Saved data entries:
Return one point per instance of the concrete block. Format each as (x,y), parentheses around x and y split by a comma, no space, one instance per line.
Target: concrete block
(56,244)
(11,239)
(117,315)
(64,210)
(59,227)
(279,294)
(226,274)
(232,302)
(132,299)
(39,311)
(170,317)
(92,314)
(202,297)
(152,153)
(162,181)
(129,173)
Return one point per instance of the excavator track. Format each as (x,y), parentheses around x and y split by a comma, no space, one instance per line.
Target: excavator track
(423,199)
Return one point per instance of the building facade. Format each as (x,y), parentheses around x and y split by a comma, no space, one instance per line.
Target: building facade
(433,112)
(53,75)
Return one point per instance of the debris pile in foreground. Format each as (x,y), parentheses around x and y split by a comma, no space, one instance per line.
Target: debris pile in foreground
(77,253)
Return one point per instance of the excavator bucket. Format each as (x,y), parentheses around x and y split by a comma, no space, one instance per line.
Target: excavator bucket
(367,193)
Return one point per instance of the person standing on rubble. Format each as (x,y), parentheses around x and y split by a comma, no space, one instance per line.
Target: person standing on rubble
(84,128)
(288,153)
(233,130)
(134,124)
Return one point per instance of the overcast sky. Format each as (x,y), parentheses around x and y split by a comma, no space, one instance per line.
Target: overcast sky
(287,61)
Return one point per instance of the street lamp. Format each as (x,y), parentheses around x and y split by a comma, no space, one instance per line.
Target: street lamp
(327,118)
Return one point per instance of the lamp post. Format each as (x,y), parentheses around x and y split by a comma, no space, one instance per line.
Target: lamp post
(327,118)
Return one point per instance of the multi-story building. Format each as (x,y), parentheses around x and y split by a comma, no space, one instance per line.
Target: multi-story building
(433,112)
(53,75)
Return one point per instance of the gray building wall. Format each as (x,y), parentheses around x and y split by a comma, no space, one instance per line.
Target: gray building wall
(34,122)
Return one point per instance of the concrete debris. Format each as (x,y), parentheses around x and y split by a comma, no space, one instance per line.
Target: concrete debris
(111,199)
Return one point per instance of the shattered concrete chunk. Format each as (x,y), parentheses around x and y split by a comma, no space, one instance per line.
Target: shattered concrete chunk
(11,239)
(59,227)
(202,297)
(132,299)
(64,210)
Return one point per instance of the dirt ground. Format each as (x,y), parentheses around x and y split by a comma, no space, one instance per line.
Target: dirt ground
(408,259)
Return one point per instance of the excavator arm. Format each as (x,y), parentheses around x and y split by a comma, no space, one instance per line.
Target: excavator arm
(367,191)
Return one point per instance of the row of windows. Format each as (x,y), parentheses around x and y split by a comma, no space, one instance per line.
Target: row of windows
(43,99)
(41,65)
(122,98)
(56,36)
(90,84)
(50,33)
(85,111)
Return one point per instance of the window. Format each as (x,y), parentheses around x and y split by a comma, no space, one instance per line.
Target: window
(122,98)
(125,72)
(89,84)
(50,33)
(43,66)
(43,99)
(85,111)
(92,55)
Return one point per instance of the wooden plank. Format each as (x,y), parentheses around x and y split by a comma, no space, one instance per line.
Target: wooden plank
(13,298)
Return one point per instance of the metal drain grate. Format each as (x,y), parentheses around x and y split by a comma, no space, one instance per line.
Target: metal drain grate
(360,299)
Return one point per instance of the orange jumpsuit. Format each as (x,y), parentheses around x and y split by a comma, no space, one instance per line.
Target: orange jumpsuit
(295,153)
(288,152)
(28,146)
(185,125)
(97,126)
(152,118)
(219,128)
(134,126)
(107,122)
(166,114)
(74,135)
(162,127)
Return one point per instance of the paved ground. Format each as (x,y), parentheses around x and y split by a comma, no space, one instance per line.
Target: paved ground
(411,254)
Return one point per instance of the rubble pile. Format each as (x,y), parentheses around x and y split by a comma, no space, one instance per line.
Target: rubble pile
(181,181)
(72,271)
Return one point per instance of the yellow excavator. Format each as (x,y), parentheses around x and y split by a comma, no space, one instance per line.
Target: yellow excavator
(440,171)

■ **Problem**
Your task is to repeat the data exactly, with nothing left out.

■ **Solution**
Return one point per instance of the concrete block. Format each as (x,y), parentheses around x and y split by a comma, no space, one instance per line.
Target: concrete block
(56,244)
(11,239)
(117,315)
(64,210)
(59,227)
(279,294)
(226,274)
(232,302)
(132,299)
(39,311)
(170,317)
(92,314)
(202,297)
(152,153)
(162,181)
(129,173)
Return one point per instance of the excavator track. Format each as (x,y), parentheses around x and y split by a comma, no space, one instance per line.
Target: excavator track
(423,199)
Return one point per instance of the building facade. Format each as (x,y), parentheses around x and y split by a comma, no space, one instance per line.
Target: building facade
(433,112)
(53,75)
Return one point per instance of the debris pile in foreground. Format each as (x,y), parentheses around x and y split by a comma, no space, one instance per line.
Target: debris pile in foreground
(77,253)
Return one point per instance of the excavator bucket. Format each as (x,y), parentheses around x and y split by a comma, no space, one instance per line.
Target: excavator bucket
(367,193)
Return one point per instance of the person standing on rubble. Format each as (x,y), parentheses around x and y split by a comma, no space, one instance per line.
Target: person standing on rubble
(84,128)
(288,153)
(233,130)
(134,124)
Return one point per instance of the overcast sky. Format each as (x,y), parentheses around x and y split by a comma, no space, one instance per line.
Target: overcast sky
(287,61)
Return one point per instance of the street lamp. Format each as (x,y), parentheses around x and y split by a comma, no space, one instance per line.
Target: street lamp
(327,118)
Return one point per instance of the lamp post. Format each as (x,y), parentheses around x and y split by a comma, no space, one instance per line.
Target: lamp post
(327,118)
Return one point per instance of the multi-story building. Format each as (x,y), parentheses around x and y split by a comma, no space, one instance per line.
Target: multi-story building
(433,112)
(53,75)
Return one point per instance of the gray building wall. Format each as (x,y), parentheses around x and y split by a comma, no space, one instance per line.
Target: gray building wall
(34,122)
Return one point per instance of the concrete debris. Format each as (x,y), parentheses around x and y split by a comma, no space, one instance per line.
Target: concrete debris
(111,199)
Return one point per instance of the shattered concrete chunk. Format each as (x,y), parentheses around x and y split by a comma, no space, one instance per line.
Target: shattered concrete chunk
(11,239)
(59,227)
(202,297)
(132,299)
(64,210)
Return one point per instance of the dirt ground. Format each as (x,y), parentheses around x and y split by a comma, no space, one instance per line.
Target: dirt ground
(408,259)
Return one point per instance of the excavator arm. Format each as (x,y), parentheses around x and y split by a comma, no space, one instance per line.
Target: excavator arm
(367,191)
Return one point per instance of the row of windows. Format each as (x,y), parentheses around x and y split by a comma, no space, one instance per line.
Target: row of windows
(43,99)
(41,65)
(122,98)
(56,36)
(90,84)
(50,33)
(85,111)
Return one point per instance of the window. Format each as (x,y), parentheses around x and y split by a comma, no space, one instance per line.
Target: window
(122,98)
(125,72)
(89,84)
(50,33)
(43,66)
(43,99)
(85,111)
(92,55)
Return one point per instance of the wooden plank. Format each as (x,y), parentheses around x and y split by a comma, no space, one instance per line.
Target: wooden plank
(13,298)
Return one point per instance of the metal drain grate. Format each as (x,y), parentheses around x and y split by a comma, no space, one instance per line.
Target: metal drain grate
(360,299)
Return one point per instance of the orange jumpsuit. Format each as (x,y), parentheses around x and y split by a comma, no space, one instance per line.
Target: orange jumpsuit
(295,153)
(288,152)
(28,146)
(185,125)
(97,126)
(152,118)
(219,128)
(134,126)
(107,122)
(166,114)
(74,135)
(162,127)
Return one point per instance of the paved ground. Format each as (x,y), parentheses around x and y split by a comma, no space, one instance per line.
Target: paved ground
(411,254)
Return one point per instance of the rubble pile. Format each as (x,y), parentheses around x and y split by a comma, no space, one instance per line.
Target: rubble pile
(181,181)
(72,271)
Return one point per instance of the yellow excavator. Format each as (x,y), parentheses around x and y split by a comma, no space, one instance per line.
Target: yellow excavator
(440,171)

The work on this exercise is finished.